§ **Records for this exercise**

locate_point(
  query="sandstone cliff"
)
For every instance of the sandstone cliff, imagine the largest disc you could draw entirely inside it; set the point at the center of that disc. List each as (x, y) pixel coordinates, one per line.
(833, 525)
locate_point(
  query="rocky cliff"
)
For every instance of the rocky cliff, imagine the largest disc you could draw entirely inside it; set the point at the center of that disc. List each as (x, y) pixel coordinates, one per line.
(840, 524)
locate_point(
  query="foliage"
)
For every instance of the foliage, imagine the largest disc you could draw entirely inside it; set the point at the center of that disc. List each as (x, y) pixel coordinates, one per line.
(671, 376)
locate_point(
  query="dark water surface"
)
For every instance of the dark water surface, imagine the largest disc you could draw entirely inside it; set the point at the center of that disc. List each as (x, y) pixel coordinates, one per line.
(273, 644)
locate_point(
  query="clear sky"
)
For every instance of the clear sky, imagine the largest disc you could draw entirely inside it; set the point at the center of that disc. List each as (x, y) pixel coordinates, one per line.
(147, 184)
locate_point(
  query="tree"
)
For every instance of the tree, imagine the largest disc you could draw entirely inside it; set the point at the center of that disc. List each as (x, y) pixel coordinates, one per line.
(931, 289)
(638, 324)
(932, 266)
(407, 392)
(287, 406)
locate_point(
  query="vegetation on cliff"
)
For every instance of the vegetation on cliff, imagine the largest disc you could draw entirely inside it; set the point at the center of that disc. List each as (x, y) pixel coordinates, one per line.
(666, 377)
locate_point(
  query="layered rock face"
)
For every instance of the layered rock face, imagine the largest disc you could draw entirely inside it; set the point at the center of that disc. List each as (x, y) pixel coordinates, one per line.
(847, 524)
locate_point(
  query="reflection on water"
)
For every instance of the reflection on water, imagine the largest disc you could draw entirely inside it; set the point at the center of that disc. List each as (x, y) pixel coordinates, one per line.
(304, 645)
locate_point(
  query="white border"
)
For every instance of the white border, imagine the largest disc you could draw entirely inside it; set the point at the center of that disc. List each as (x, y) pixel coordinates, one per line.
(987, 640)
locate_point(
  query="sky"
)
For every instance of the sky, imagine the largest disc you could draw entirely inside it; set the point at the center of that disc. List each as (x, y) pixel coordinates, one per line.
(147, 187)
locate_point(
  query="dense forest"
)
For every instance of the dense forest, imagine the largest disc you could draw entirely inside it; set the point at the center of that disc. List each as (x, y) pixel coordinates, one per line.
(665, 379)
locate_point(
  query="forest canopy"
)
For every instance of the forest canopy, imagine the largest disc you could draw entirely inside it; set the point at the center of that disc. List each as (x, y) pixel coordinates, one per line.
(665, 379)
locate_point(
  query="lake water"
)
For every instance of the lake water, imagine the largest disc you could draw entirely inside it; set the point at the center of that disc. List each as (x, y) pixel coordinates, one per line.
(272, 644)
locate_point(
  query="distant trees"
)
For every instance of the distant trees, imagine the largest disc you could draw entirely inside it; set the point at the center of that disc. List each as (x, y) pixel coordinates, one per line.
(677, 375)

§ **Problem details**
Copy every record precisely, omitting nothing.

§ **Written answer**
locate_point(
  query="sandstone cliff"
)
For every instance of the sandstone cliff, imagine the largest disc you could draw entirely inside it; set the point at the center of that disc. List each as (x, y) pixel coordinates, one per line.
(833, 525)
locate_point(
  query="rocky cliff"
)
For every instance of the rocky cliff, imagine the largest disc you could draw entirely inside it; set the point at the center of that disc. List each as (x, y) pixel coordinates, one per line.
(840, 524)
locate_point(
  query="foliage"
)
For every instance of the foliage, imagine the largest disc you could draw entirely inside it; set the point at the center of that disc. List each as (x, y) pixel coordinates, one per line.
(671, 376)
locate_point(
  query="dark water surface"
)
For every instance of the dark water surface, imagine the largest disc you could draw entirely inside it; set the point at the center of that disc. List each as (x, y) pixel coordinates, one per line.
(273, 644)
locate_point(
  query="clear sky"
)
For every instance of the clear sky, imagine the largest disc you could draw entirely inside it; set the point at the center of that disc. List each as (x, y) pixel coordinates, one per line.
(147, 184)
locate_point(
  query="tree"
)
For every instance of the tree, imagine the largest disc you could draw entirely inside it; set the point at the center of that disc. List each as (x, y) pixel coordinates, one per line.
(931, 289)
(638, 324)
(932, 266)
(407, 392)
(287, 406)
locate_point(
  query="vegetation on cliff"
)
For every instance of the vegetation on cliff, imagine the largest disc you could draw entirely inside it; set the point at the center of that disc. List each as (x, y) pixel coordinates, one per line.
(666, 377)
locate_point(
  query="layered rock face"
)
For every instance of the layered rock face, imagine the largest disc you could draw entirely inside it; set the point at the center of that disc. List each as (x, y) pixel coordinates, one per line.
(847, 524)
locate_point(
  query="reflection on water"
)
For every instance of the reflection on water, imagine the largest disc you could draw entirely inside it; set the point at the center of that disc. List each as (x, y) pixel coordinates, one per line.
(304, 645)
locate_point(
  query="white border"
)
For every instance of the white border, imagine the largest disc you could draw entirely inside it; set the point at the center of that disc. List each as (x, y) pixel coordinates, one per line.
(987, 640)
locate_point(
  query="sky"
)
For every instance of the sky, imagine the largest disc you could draw entirely inside it; set the point at the center of that disc. List each as (x, y) pixel coordinates, one per line.
(147, 187)
locate_point(
  query="dense forest"
)
For every instance of the dense forest, imagine the largest disc you could draw entirely inside it; set the point at the center of that disc. List each as (x, y) pixel coordinates, one per line.
(665, 379)
locate_point(
  query="forest canopy"
)
For every instance of the forest canopy, imagine the largest disc you could draw entirely inside it; set the point at the center of that disc. List each as (x, y) pixel coordinates, one per line.
(665, 379)
locate_point(
  query="lake water"
)
For every instance of the lake water, imagine the largest disc you could draw entirely inside it; set the point at the center of that disc. List each as (x, y) pixel coordinates, one per line.
(272, 644)
locate_point(
  query="distant trees"
)
For every instance of the distant trees, imagine the largest disc you could draw entirely inside it; set the point at the center of that disc. List each as (x, y) pixel coordinates, one per line.
(677, 375)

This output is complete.